» TUGAS WAJIB A
Ulangi tanpa perubahan baris-baris entri mulai dari baris yang memuat "Identify a point for each instance of the rifle and" sampai baris terakhir entri, termasuk kedua ujungnya.
» TUGAS WAJIB B
Teruskan tulisan tentang diamnya negara-negara Muslim atas tindakan China terhadap etnis Uyghur setelah kalimat terakhirnya.

» TEKS HALAMAN
=======

Oleh : Murni supirman
Tindakan kekerasan Pemerintah
China terhadap etnis minoritas Muslim Uyghur telah mendapat kecaman
internasional. Namun beberapa suara yang sebenarnya signifikan, yakni dari
negara-negara Muslim malah nyaris tak terdengar.
PBB memperkirakan sekitar 1 juta
warga dari etnis Uyghur, Kazakh dan minoritas lainnya diduga telah ditahan di
Xinjiang barat laut China sejak 2017.
Para pengamat mengatakan
pemerintah negara-negara Muslim memang tidak dimasukkan ke dalam satu kategori,
namun, ada sejumlah kesamaan utama di balik kebisuan mereka, yakni pertimbangan
politik, ekonomi dan kebijakan luar negeri.
Pakar kebijakan China Michael
Clarke, dari Universitas Nasional Australia, mengatakan kepada ABC bahwa
kekuatan ekonomi China dan takut mendapat balasan menjadi faktor besar dalam
politik komunitas Muslim.
"Kita menghadapai salah satu
negara paling kuat di dunia," kata Dr Clarke.
"Sangat menyedihkan karena
orang-orang Uyghur mendapat perlakuan ini."
Sebaliknya, negara-negara seperti
Australia dan Amerika Serikat secara terbuka mengecam tindakan Pemerintah China
di wilayah tersebut. (TEMPO.COM)
Di Indonesia sampai Hari ini tak
ada satupun kecaman berarti yang keluar dari mulut penguasanya baik dari
presiden, para mentri-mentrinya sampai dari petinggi-petinggi ormas Islam terbesar
di indonesia pun tidak terdengar kecaman itu. Ini mengherankan, mengingat
Indonesia adalah negara dengan penduduk muslim terbesar di dunia, bahkan
presidennya disebut-sebut sebagai tokoh Muslim paling berpengaruh Justru
diamnya menjadi tanda tanya besar bagi umat Islam termasuk pemain sepak bola
mesut ozil.
Apa yang dilakukan oleh penguasa
dan jajarannya termasuk ormas Islam terbesar di Indonesia, menyalahi sifat yang
harusnya dimiliki seorang atau kelompok Islam terbesar bagaimana harusnya
mereka berinteraksi dan bersikap keras kepada negara yang menindas kaum muslim
yang ada di Uighur Sana.

=======

» ENTRI YANG DIBERIKAN
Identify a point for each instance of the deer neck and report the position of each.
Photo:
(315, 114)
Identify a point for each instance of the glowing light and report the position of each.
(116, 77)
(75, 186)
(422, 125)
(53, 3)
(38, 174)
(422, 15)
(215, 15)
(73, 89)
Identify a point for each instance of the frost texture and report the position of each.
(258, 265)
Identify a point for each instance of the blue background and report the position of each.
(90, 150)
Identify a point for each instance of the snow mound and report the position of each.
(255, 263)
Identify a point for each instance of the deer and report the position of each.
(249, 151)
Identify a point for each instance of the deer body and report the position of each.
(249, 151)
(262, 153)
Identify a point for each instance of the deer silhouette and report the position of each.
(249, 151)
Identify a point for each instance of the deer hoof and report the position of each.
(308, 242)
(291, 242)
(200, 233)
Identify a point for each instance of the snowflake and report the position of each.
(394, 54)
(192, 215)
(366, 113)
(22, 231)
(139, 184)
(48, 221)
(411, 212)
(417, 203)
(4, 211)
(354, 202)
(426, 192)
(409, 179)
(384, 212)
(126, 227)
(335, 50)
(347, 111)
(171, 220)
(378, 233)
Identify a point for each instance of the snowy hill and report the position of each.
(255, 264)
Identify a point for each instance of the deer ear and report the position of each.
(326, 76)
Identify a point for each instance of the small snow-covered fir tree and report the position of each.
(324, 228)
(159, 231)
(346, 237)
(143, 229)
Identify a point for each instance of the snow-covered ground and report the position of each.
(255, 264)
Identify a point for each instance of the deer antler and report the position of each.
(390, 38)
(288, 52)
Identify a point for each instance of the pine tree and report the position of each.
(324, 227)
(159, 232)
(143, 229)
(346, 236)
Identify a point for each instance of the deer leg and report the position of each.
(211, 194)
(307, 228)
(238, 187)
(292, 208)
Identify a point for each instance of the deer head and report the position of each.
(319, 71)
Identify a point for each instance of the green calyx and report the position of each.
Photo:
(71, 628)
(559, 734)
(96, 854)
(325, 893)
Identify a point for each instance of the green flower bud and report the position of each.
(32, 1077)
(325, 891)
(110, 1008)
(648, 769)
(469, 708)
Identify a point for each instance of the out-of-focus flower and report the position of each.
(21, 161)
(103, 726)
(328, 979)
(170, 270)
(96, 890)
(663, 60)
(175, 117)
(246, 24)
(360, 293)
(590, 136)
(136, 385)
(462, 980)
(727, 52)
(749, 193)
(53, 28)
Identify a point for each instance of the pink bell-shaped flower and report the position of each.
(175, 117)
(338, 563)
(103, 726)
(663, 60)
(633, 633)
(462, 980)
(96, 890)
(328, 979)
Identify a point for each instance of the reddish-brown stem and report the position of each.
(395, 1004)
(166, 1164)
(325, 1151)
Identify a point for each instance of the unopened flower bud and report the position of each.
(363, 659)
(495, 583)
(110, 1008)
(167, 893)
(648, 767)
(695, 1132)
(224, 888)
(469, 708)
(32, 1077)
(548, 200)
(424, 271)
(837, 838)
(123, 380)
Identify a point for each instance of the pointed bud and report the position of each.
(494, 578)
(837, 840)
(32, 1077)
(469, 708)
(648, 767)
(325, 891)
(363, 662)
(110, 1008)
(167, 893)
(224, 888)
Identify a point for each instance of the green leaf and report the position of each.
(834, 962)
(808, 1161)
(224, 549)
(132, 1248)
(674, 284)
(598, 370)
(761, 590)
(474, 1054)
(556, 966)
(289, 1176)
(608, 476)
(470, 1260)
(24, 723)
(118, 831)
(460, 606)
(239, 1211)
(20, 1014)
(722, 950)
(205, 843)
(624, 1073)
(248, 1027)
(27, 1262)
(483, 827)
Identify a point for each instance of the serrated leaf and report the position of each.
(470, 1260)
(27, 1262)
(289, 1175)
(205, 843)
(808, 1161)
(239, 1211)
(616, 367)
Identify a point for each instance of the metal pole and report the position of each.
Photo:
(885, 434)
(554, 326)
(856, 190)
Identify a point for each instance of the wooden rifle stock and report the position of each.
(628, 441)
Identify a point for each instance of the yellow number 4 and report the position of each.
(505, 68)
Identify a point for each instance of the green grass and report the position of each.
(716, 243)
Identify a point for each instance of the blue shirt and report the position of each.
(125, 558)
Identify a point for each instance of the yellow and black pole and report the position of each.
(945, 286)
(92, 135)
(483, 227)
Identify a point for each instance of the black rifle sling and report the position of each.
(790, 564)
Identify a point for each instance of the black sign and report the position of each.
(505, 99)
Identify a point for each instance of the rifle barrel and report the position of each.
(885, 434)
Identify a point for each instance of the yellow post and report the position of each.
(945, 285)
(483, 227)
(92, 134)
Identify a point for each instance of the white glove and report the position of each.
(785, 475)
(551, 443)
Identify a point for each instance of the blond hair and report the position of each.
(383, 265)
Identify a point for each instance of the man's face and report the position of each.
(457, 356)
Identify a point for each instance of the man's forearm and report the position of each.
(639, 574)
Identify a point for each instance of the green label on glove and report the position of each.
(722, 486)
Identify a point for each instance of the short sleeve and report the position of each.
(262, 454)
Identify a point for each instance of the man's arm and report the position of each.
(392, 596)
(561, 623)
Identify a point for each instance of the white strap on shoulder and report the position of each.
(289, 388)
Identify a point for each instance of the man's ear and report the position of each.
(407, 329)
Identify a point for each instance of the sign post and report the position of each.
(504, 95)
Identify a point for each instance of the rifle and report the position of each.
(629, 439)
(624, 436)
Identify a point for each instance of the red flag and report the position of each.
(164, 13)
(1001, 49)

=======

» JAWABAN A
Identify a point for each instance of the rifle and report the position of each.
(629, 439)
(624, 436)
Identify a point for each instance of the red flag and report the position of each.
(164, 13)
(1001, 49)

» JAWABAN B
Justru yang ada malah Ketua Umum
PBNU Said Aqil Siradj berjabat tangan mesra menyambut pemberian santunan dari
Duta Besar Republik Rakyat Tiongkok untuk Indonesia Xie Feng bagi 500 anak
yatim piatu dan santri NU. Bahkan dalam kesempatan itu, Said mengimbau kepada
Umat Islam di Tiongkok untuk bisa menjaga kondusifitas dengan tak mengusik
ranah politik pemerintahan RRT. Ini agar mereka bisa hidup dengan tetap damai.
"Saya berharap kepada umat
Islam RRT, beribadahlah dengan tenang jangan masuk wilayah politik. Cukup
diberi kebebasan beribadah dengan baik, jangan ngutik-utik politik di
RRC," imbau Said di Kantor PBNU, Jl Kramat Raya, Jakarta Pusat, Senin (6/7/2015).(detiknews).
Pernyataan-pernyataan seperti ini
justru semakin menguatkan persepsi ditengah masyarakat bahwa sebagian
ormas-ormas Islam yang Ada di Indonesia telah berhasil di "beli".
China disebut berupaya membujuk
sejumlah organisasi Islam seperti Muhammadiyah, Nahdlatul Ulama, media
Indonesia, hingga akademisi agar tak lagi mengkritik dugaan persekusi yang
diterima etnis minoritas Muslim Uighur di Xinjiang.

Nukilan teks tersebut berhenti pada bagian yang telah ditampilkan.